■ **The task**:
Write out the records below word for word, please.
##### Information shown
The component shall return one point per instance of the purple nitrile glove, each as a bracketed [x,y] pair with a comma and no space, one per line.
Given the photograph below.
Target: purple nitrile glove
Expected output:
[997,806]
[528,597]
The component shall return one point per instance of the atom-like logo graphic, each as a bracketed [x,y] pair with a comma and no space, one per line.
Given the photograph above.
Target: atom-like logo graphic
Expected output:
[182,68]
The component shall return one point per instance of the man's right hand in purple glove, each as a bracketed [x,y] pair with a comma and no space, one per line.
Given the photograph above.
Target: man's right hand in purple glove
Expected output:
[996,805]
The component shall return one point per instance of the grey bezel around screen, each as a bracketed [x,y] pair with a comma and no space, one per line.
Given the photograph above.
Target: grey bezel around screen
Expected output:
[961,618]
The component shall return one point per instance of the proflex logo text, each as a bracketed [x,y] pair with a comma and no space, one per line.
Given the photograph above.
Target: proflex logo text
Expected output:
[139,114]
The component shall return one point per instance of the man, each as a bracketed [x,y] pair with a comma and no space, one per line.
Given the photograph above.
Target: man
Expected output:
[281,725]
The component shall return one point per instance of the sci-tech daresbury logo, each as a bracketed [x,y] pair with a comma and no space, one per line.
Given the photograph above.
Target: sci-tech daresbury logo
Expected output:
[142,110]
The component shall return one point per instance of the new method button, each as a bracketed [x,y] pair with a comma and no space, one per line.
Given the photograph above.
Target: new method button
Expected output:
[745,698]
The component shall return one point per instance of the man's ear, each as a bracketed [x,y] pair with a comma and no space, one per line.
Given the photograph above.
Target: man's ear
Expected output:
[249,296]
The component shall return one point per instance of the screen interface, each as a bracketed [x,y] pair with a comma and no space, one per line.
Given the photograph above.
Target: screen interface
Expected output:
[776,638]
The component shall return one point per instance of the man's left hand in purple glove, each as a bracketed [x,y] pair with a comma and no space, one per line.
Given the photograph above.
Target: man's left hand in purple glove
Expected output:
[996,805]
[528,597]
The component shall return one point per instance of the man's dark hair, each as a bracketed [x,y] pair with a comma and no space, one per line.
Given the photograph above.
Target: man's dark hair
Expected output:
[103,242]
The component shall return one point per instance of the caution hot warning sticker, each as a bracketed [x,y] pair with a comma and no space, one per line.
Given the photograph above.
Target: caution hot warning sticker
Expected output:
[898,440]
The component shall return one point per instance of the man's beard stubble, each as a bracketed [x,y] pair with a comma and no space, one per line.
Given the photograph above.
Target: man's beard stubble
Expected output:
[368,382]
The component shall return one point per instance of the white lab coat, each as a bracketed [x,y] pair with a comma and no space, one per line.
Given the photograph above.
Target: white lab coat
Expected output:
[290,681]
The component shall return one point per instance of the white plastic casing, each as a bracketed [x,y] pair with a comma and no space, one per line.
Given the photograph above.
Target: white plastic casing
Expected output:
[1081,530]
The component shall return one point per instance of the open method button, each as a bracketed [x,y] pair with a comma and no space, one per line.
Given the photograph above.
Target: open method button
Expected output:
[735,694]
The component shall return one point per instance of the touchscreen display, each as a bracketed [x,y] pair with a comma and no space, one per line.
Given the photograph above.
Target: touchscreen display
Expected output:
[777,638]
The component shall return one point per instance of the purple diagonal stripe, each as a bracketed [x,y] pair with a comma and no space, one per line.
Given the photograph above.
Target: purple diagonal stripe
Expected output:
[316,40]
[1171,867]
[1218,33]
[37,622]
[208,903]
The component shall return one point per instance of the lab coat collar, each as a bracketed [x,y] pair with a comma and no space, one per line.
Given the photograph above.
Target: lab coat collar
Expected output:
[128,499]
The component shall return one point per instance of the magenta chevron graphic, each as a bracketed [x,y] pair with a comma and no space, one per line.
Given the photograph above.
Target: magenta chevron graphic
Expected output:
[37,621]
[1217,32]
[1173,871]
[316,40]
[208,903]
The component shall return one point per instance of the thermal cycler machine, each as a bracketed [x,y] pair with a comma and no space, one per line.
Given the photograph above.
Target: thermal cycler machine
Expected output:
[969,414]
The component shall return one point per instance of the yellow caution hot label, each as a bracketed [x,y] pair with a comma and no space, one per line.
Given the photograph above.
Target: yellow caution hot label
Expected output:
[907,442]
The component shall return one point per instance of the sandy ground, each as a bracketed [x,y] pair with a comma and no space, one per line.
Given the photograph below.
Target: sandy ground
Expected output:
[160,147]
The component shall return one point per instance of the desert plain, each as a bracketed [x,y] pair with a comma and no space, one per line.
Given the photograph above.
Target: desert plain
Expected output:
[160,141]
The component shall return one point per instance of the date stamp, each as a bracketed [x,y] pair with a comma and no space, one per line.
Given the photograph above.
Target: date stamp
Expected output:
##########
■ **Response to this task**:
The component shall return one point per instance of the purple nitrile glove, each as a bracketed [x,y] pair with a comma and no space, one per line.
Given the photograph below.
Target: purple nitrile glove
Expected output:
[997,806]
[528,597]
The component shall return one point per instance of the atom-like logo graphic, each as a bracketed [x,y] pair with a comma and no space, one per line.
Given the photograph above.
Target: atom-like logo graphic
Expected output:
[182,68]
The component shall return one point per instance of the man's right hand in purple glove, each as a bracketed [x,y] pair with a comma and no space, one per line.
Given the photograph above.
Target: man's right hand in purple glove
Expected output:
[996,805]
The component shall return one point per instance of the grey bezel around screen, each as a bracketed [x,y] pair with a comma and no space, one per line.
Given the photograph above.
Target: grey bezel around screen
Expected output:
[961,618]
The component shall return one point per instance of the proflex logo text, each as a bracketed [x,y] pair with a comma and no space, one per line.
Given the photograph above.
Target: proflex logo text
Expected output:
[139,114]
The component shall return one point per instance of the man, each as a bracketed [x,y] pair with a comma and no space, one per line.
Given the photograph above.
Target: man
Expected output:
[281,725]
The component shall return one point per instance of the sci-tech daresbury logo, each as a bracketed [x,y] pair with a comma and no space, one per line.
Given the photograph above.
Target: sci-tech daresbury logo
Expected output:
[142,110]
The component shall return one point per instance of the new method button, each as a bracketed [x,y] pair with a comma and no space, one per line.
Given the photograph above.
Target: new method button
Expected output:
[745,698]
The component shall return one point per instance of the man's ear, each as a bracketed [x,y] pair with a comma and no space, one per line.
Given the photograph above.
Target: man's ear
Expected output:
[249,296]
The component shall return one point per instance of the screen interface, each as a bracketed [x,y] pair with a comma and no space, one per line.
Given the photograph above.
Target: screen interface
Expected output:
[776,638]
The component shall return one point per instance of the man's left hand in purple glove, each as a bracketed [x,y] pair with a comma and no space, one per line.
Given the photograph above.
Target: man's left hand in purple glove
Expected output:
[996,805]
[528,597]
The component shall return one point per instance of the man's dark hair, each as a bracketed [x,y] pair with a comma and no space, one per line.
Given the photograph above.
Target: man's dark hair
Expected output:
[103,242]
The component shall return one point per instance of the caution hot warning sticker, each as a bracketed [x,y] pair with a comma and no space, one per line.
Given the photograph above.
Target: caution hot warning sticker
Expected output:
[898,440]
The component shall return one point per instance of the man's beard stubble, each as a bracketed [x,y] pair with a comma and no space, one per line.
Given the photograph above.
Target: man's beard stubble
Expected output:
[368,382]
The component shall return one point per instance of the white lab coat, each as a bracketed [x,y] pair with a comma and no space, one per line.
Given the photograph above.
Target: white lab coat
Expected output:
[290,681]
The component shall return one point per instance of the white plastic casing, each as a bracketed [x,y] pair with a comma and no space, one per line.
Given the photograph above.
Target: white plastic casing
Expected output:
[1081,530]
The component shall return one point per instance of the open method button, each as a bracketed [x,y] pair with a comma and no space, one per line.
Given the photograph above.
Target: open method button
Expected output:
[735,694]
The component shall return one point per instance of the touchscreen display, each as a bracketed [x,y] pair with a comma and no space, one per line.
Given the photograph above.
Target: touchscreen display
Expected output:
[777,638]
The component shall return one point per instance of the purple diagonal stripe, each as a bracketed [x,y] pair with a comma and no space, one per line.
Given the photograph above.
Target: purple diagonal stripe
Expected output:
[316,40]
[1171,867]
[1218,33]
[37,622]
[208,903]
The component shall return one point per instance of the lab coat collar, each as a bracketed [x,y] pair with a comma and no space, one per line.
Given the photograph above.
Target: lab coat collar
Expected output:
[128,499]
The component shall return one point per instance of the magenta chevron graphic, each as a bracketed [x,y] pair with a comma and no space, one per line.
Given the photograph above.
Target: magenta chevron graphic
Expected output:
[37,621]
[1217,32]
[1173,871]
[316,40]
[208,903]
The component shall return one point per instance of the thermal cycler machine, each as a bracketed [x,y] pair with a comma and no space, one per line.
Given the photograph above.
Target: thermal cycler machine
Expected output:
[969,414]
The component shall return one point per instance of the yellow caution hot label, each as a bracketed [x,y] pair with a comma and no space, one per line.
Given the photograph above.
Target: yellow caution hot label
Expected output:
[907,442]
The component shall return one point per instance of the sandy ground, each as a bracketed [x,y] pair with a comma and no space, one per line.
Given the photograph below.
Target: sandy ground
Expected output:
[160,147]
The component shall return one point per instance of the desert plain, each as a bracketed [x,y] pair with a comma and no space, one per line.
Given the photograph above.
Target: desert plain
Expected output:
[160,141]
The component shall return one point per instance of the date stamp, each as a bracketed [x,y] pair with a comma and no space, one per line.
Given the photograph above.
Target: date stamp
Expected output:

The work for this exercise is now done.